(BRIEF)
Start at the line below containing "runway. Return a box per instance." and stop at the line containing "white fuselage. Return a box per instance.". Repeat every line of that stretch exactly, and nothing outside it.

(RECORDS PROVIDED)
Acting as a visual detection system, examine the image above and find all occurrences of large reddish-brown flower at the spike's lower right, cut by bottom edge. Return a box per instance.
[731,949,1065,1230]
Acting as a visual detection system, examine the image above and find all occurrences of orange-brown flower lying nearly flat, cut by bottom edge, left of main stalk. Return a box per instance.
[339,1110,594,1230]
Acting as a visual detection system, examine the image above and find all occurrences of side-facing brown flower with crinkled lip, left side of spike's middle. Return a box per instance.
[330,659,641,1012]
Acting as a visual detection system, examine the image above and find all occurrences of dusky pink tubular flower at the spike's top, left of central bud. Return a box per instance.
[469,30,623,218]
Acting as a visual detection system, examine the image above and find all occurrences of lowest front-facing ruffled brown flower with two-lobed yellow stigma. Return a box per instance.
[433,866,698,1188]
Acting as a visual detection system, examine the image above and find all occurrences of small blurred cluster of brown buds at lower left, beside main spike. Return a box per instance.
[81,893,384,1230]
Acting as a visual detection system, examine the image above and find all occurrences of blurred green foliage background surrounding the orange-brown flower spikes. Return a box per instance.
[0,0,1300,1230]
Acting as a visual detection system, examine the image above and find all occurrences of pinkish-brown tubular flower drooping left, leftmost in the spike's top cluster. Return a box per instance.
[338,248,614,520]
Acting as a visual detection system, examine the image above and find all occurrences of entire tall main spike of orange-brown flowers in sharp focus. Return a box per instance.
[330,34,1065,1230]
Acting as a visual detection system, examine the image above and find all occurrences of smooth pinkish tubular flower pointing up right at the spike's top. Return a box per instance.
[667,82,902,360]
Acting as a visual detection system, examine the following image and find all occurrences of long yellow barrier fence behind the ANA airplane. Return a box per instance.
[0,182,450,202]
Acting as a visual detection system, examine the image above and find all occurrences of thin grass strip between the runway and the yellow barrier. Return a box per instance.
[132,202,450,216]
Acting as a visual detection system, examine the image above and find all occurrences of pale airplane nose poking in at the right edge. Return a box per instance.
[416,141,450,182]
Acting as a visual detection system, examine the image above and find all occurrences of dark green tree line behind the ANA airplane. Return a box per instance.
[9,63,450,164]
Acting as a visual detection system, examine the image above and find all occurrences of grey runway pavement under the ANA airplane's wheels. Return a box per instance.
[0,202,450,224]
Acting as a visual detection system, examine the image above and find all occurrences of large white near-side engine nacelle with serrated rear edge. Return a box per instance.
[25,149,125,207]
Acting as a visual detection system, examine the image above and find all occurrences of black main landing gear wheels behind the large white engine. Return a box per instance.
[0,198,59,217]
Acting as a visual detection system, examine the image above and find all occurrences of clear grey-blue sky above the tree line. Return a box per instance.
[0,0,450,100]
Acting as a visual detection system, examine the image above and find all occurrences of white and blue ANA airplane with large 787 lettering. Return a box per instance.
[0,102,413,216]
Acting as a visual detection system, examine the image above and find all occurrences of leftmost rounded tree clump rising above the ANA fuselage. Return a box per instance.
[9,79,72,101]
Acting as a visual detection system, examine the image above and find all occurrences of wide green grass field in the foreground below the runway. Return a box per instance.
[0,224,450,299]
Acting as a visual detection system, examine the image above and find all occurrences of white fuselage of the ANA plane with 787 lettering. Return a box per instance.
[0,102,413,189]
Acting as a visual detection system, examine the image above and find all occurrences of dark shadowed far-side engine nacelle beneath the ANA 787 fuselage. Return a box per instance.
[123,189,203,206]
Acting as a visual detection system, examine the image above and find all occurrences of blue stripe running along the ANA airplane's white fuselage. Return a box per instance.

==

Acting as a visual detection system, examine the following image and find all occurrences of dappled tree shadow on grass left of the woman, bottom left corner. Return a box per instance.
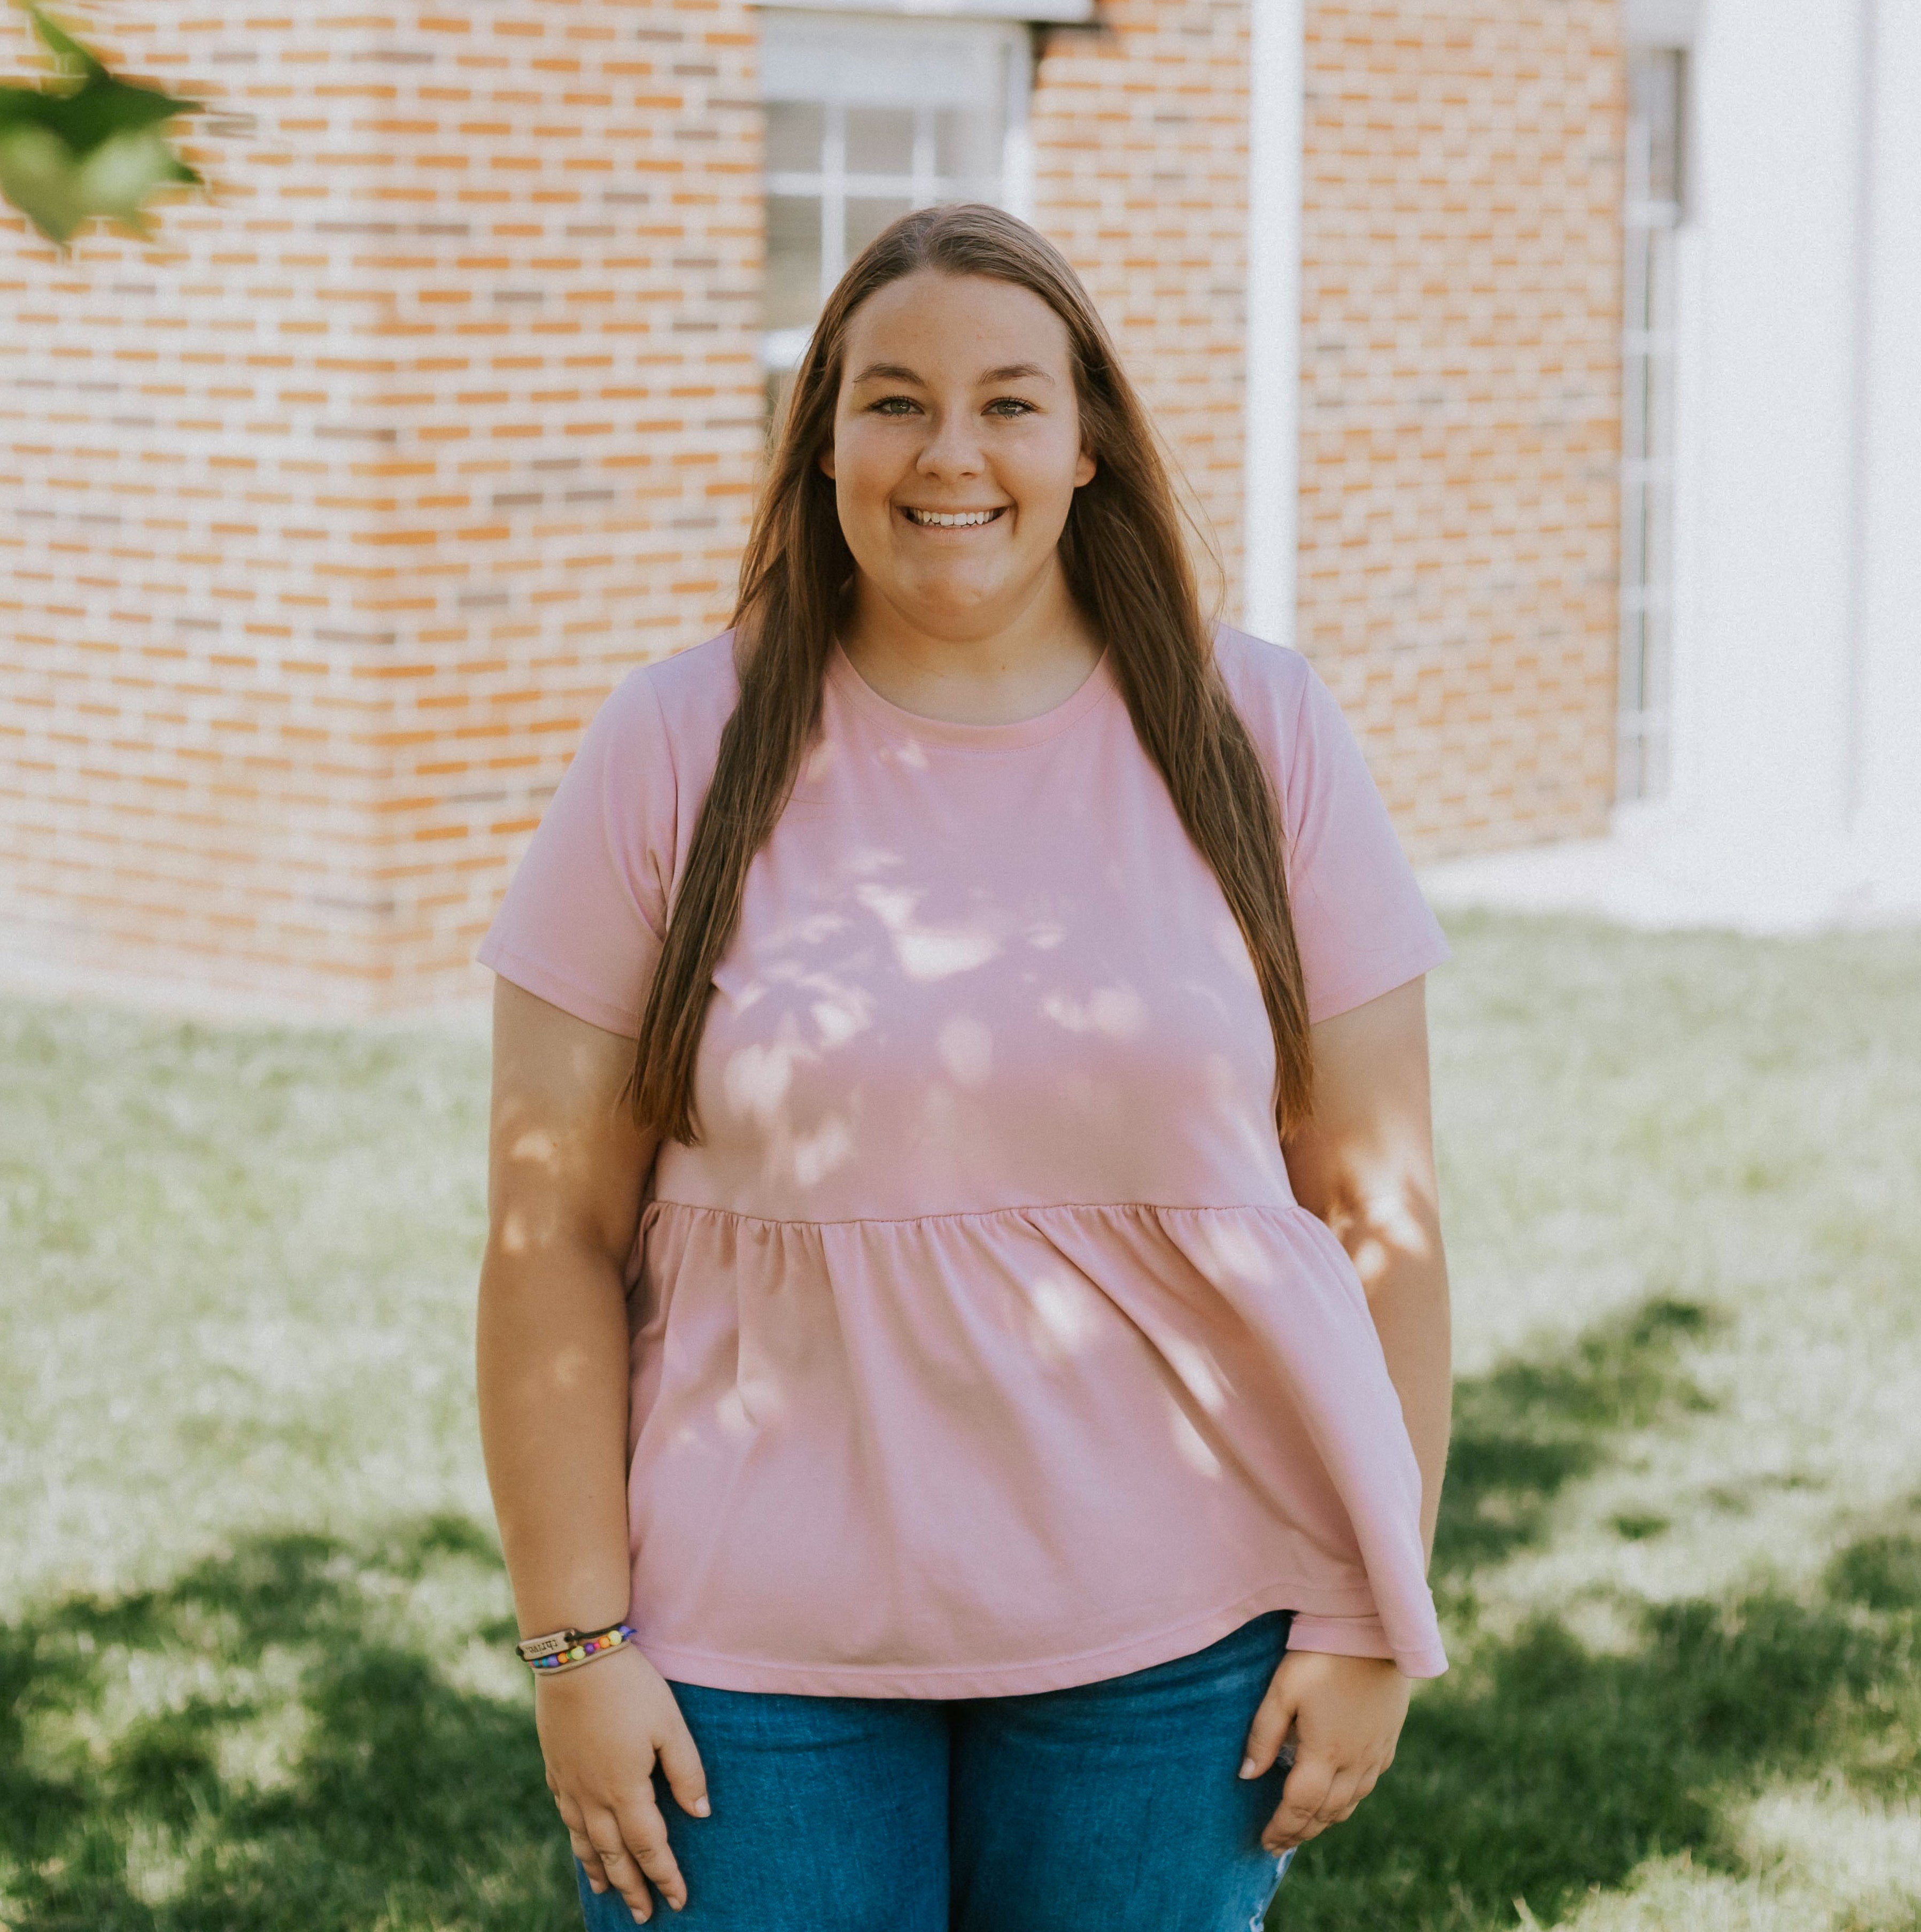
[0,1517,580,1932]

(OUTPUT)
Acting as a visual detection system, examine the image above and find all occurrences of wide green grass field in the foreground below the runway. Return a box per instance.
[0,224,450,299]
Acting as a visual detection system, examine the image above and find all occurrences of white fuselage of the ANA plane with 787 lettering. Return a box per instance.
[0,102,413,189]
Acting as a visual detection system, examine the image above and find all occurrences of dark shadowed far-side engine nacelle beneath the ANA 787 fuselage. Return a box per instance.
[123,189,203,206]
Acting as a visual detection system, examine the image above and find all occurrences of blue stripe running along the ANA airplane's white fuselage. Return a box per instance.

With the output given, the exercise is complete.